(Records)
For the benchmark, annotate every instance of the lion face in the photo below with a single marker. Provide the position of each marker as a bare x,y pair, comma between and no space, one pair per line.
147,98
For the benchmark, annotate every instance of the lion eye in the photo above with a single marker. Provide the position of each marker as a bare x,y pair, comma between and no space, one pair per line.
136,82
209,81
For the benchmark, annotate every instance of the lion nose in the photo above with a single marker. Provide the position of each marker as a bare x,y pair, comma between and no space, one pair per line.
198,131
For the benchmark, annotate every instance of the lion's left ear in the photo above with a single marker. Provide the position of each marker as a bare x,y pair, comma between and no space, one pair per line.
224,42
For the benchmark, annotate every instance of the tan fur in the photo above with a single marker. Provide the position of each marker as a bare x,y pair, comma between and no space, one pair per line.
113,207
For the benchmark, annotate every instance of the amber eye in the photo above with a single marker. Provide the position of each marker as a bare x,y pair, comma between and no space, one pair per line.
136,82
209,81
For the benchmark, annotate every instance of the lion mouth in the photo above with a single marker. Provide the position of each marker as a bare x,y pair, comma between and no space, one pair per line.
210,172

→ **Work to do**
Reproduce the entire listing above, requests included, with every x,y coordinate in the answers multiplied by 2.6 and rounded to the nearest whole number, halves rounding up.

→ **Result**
For the benchmark, annotate every instance of the lion face in the photo below with a single marker. Provide the position of each marker as a bare x,y pair, comma between and no space, one pair per line.
382,255
For the benchmark, annotate every instance of the lion eye in the photo above with a single marker. Provide the position of each marker as a bare x,y pair, comma between and no space, one pair per line.
354,213
543,211
For the benchmark, annotate every instance of the lion nose in the photo above with a single marker. Provide the position of each marker as a bare x,y pair, comma between and no space, one pair per line.
515,341
For the benchmark, annotate every instance of the lion's left ear in the photo above with a single marker. Provide the position of each marker as a bare x,y pair, comma between and no space, one pair per line.
582,109
For the benchmark, annotate every instance of the tan fur in the photo above with a single marker. Provide the position of each marker as a bare x,y pair, comma between and no space, one pair per line.
294,538
For the benchmark, annotate every instance of the amber eye in the photo above with a single marker. Provide the position of each marker as a bare x,y pair, comma between and no space, one pair per line.
354,213
543,211
For the benchmark, annotate every instance of the lion mouth in the photo above with a single marker. Provide the position of each marker as a bare x,y pair, comma between and no space, one pair per line.
546,447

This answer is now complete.